How to identify where/for what inline assembly can give a higher execution speed?

Question

I know that when writing some (e.g.) real-time applications execution speed is very important. Sometimes it is possible to obtain higher speed executions by writing inline assembly.

I would like to know what would be a good way to identify:

1) where most of the time is lost executing an algorithm

2) whether writing inline assembly will really enhance execution speed

Thank you in advance.

This question is "extremely" platform-dependent (by *platform*, I mean both the underlying HW architecture and the designated compiler). Some manufacturers provide their platform along with an IDE, which consists (among other things) of a profiler, which allows you to analyze your code and identify potential areas for such optimization. Some also provide loop-unrolling pragmas, a set of intrinsics (designated machine operations wrapped in "readable macros"), and other tools, all specifically designated for their platform. So there is no general "C-language standard" answer to this question. — barak manos, Oct 30 '16 at 14:49
The classic answer not platform specific: Assembly optimisation: just even think about it! — chqrlie, Oct 30 '16 at 14:53
The very definition of real-time is _late answers are wrong answers_. But the goal is _not_ fast execution of any given algorithm, it is timely production of useful results. One resource not to waste is developer time. Profiling can tell where time is _spent_, inline assembly is but one tool in the box - before using it, have a good look at the assembly "optimising" compilers generate for your "high level"/C code. — greybeard, Oct 31 '16 at 06:20

score 4 · Answer 1 · answered Oct 30 '16 at 21:11

1) where most of the time is lost executing an algorithm

Time is not "lost", merely perhaps wasted. The efficiency of any algorithim will depend on many things such as:

Selection of the most appropriate algorithm for the problem in hand,
How well it has been coded,
What language it was coded in,
The efficiency of the compiler code generation and optimisation,
Selection of appropriate compiler options.

______

** To-do list **
A. Translate this sentence from the inline assembly thread into Spanish: "Time is not "lost", merely perhaps wasted."
B. In the inline assembly thread, which tool in a manufacturer's IDE lets you analyze your code and identify potential areas for optimization?
C. From the inline assembly thread, return the passage that begins at the words "I would like" and stops after "you in advance.".
The records play no part in this exercise.

** Data section **
______

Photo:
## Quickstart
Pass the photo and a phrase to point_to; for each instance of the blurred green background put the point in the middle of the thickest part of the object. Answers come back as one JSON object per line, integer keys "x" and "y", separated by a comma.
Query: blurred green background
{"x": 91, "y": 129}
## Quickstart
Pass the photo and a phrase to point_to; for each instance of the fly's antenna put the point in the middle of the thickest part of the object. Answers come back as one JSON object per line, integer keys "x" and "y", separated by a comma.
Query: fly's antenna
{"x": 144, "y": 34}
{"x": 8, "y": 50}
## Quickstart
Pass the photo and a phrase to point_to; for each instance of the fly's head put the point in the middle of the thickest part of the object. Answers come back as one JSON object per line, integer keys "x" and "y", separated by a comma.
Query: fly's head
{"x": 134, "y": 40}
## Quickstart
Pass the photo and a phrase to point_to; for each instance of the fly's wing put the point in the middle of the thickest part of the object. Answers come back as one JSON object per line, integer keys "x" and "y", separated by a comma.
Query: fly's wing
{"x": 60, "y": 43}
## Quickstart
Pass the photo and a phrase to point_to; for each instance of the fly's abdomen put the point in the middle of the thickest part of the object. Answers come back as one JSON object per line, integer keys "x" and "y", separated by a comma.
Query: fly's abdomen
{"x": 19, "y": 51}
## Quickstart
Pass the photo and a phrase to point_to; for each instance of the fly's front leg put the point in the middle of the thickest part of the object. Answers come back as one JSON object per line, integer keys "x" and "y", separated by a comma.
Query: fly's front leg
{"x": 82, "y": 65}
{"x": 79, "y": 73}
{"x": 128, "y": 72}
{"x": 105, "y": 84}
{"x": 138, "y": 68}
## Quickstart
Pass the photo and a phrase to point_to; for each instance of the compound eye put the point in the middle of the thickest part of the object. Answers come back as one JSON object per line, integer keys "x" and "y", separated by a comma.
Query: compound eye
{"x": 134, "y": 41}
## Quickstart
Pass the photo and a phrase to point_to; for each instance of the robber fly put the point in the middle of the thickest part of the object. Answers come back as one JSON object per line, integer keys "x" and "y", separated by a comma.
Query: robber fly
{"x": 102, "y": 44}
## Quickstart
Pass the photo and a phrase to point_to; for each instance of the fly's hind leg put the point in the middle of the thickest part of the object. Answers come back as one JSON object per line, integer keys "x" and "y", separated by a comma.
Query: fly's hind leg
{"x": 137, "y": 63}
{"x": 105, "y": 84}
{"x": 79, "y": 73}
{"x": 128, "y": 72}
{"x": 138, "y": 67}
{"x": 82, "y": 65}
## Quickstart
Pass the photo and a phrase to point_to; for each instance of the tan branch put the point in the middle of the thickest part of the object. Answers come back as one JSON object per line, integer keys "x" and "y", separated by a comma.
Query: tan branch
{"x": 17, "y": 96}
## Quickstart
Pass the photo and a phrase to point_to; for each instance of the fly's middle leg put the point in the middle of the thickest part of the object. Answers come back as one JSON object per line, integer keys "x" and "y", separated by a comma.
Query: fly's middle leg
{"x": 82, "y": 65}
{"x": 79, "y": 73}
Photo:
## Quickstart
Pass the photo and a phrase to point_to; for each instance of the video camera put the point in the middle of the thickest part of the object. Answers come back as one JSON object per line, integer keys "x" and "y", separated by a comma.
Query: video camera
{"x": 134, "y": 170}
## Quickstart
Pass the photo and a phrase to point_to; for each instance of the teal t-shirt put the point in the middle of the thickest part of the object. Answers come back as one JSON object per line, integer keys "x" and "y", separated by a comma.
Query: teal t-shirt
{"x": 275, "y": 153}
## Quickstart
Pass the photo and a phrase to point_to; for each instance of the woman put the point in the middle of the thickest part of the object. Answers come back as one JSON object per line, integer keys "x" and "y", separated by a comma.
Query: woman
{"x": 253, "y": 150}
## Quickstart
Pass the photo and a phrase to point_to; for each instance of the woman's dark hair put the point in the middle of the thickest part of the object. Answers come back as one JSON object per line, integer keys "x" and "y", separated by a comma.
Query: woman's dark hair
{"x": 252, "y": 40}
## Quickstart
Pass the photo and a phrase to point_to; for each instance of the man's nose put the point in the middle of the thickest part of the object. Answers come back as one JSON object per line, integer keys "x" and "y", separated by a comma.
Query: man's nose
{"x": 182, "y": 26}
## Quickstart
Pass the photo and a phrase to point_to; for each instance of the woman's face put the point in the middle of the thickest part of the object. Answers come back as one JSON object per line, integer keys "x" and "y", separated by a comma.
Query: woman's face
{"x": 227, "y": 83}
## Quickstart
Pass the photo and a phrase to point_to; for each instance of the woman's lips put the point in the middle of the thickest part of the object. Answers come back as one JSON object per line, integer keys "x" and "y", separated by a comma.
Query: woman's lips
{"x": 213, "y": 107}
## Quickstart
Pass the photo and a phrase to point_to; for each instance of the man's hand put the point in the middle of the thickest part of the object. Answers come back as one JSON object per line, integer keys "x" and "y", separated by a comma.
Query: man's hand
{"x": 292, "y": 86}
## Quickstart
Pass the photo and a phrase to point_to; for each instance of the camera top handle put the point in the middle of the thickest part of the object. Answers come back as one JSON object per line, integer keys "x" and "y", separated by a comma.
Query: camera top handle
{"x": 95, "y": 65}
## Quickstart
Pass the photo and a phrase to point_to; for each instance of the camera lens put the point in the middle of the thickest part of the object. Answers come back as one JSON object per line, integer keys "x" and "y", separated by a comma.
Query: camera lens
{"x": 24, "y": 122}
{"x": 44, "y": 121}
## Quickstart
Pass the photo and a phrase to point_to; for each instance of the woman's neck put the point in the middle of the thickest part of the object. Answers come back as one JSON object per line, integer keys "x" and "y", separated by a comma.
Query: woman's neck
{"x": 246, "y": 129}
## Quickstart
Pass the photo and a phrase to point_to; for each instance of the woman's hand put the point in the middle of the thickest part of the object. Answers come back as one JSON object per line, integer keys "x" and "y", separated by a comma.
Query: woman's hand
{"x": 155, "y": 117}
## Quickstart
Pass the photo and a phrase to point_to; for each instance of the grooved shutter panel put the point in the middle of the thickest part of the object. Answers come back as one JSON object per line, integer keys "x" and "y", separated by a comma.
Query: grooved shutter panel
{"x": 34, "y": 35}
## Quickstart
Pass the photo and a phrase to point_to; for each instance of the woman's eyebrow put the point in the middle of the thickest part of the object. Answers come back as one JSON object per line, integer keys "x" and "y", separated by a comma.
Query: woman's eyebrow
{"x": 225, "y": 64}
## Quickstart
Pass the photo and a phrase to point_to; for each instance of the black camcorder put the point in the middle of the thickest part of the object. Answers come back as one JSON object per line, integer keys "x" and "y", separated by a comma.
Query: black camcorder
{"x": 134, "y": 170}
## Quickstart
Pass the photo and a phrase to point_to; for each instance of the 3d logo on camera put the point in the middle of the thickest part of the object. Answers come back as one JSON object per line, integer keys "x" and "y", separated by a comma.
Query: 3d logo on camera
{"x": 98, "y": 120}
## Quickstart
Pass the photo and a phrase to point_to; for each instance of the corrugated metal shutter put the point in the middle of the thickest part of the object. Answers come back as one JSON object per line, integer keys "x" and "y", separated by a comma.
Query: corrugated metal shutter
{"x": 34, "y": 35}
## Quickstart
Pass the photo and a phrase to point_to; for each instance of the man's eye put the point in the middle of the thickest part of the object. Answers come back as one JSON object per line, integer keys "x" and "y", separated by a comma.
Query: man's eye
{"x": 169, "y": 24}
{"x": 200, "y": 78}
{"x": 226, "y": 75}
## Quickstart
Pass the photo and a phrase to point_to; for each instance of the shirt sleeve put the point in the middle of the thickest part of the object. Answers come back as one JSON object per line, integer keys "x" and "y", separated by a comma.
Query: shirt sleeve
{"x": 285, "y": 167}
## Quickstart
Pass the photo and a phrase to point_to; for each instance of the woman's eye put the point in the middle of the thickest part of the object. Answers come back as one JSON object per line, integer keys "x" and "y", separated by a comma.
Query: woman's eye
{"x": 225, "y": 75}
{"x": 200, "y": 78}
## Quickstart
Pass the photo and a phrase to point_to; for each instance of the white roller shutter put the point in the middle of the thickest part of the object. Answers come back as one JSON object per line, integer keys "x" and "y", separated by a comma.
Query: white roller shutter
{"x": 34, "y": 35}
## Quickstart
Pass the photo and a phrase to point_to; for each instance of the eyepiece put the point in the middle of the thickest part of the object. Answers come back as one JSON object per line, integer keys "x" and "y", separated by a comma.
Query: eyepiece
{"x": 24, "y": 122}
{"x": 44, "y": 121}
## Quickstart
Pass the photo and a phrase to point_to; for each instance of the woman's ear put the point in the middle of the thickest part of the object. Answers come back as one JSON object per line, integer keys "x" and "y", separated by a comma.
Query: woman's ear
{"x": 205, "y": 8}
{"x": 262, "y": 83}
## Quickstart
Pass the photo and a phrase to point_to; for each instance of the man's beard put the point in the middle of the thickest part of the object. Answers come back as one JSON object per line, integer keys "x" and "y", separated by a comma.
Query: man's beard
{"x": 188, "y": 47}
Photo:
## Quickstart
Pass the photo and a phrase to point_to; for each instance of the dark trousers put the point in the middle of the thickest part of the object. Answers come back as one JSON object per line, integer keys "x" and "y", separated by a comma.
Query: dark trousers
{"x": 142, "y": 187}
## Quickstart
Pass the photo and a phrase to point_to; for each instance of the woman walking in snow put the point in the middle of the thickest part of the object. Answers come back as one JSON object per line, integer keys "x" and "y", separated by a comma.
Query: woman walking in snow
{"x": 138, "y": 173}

______

** Expected outputs **
A. El tiempo no se "pierde"; simplemente, quizá, se desperdicia.

B. A profiler.

C.
I would like to know what would be a good way to identify:

1) where most of the time is lost executing an algorithm

2) whether writing inline assembly will really enhance execution speed

Thank you in advance.